Task to complete
Transcribe the following data line for line, with no alterations of any kind.

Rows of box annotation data
════════════════

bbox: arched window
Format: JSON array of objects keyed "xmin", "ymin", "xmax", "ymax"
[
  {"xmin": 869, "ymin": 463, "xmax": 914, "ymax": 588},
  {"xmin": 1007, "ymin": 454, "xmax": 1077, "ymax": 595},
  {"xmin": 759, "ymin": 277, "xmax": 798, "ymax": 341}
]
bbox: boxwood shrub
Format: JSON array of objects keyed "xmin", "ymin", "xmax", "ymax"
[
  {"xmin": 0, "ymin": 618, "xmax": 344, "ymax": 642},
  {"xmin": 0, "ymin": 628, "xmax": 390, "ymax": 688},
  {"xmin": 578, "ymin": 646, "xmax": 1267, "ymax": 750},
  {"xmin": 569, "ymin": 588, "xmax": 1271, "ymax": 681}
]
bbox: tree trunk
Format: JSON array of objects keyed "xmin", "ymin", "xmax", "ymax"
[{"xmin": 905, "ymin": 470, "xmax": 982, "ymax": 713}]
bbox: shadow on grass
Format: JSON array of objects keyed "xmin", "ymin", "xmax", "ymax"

════════════════

Exercise answer
bbox: arched window
Format: JSON array of objects keyed "xmin", "ymin", "xmax", "ymax"
[
  {"xmin": 869, "ymin": 463, "xmax": 914, "ymax": 588},
  {"xmin": 1007, "ymin": 454, "xmax": 1077, "ymax": 595},
  {"xmin": 759, "ymin": 277, "xmax": 798, "ymax": 341}
]
bbox: boxwood shrub
Format: JSON array of objects keyed "xmin", "ymin", "xmax", "ymax"
[
  {"xmin": 0, "ymin": 618, "xmax": 344, "ymax": 642},
  {"xmin": 0, "ymin": 628, "xmax": 390, "ymax": 688},
  {"xmin": 578, "ymin": 646, "xmax": 1267, "ymax": 750},
  {"xmin": 569, "ymin": 588, "xmax": 1271, "ymax": 681}
]
bbox: tree trunk
Format: JSON array of objects keyed "xmin", "ymin", "xmax", "ymax"
[{"xmin": 905, "ymin": 470, "xmax": 982, "ymax": 713}]
bbox: shadow on grass
Format: JSON array of objects keyed "xmin", "ymin", "xmax", "ymax"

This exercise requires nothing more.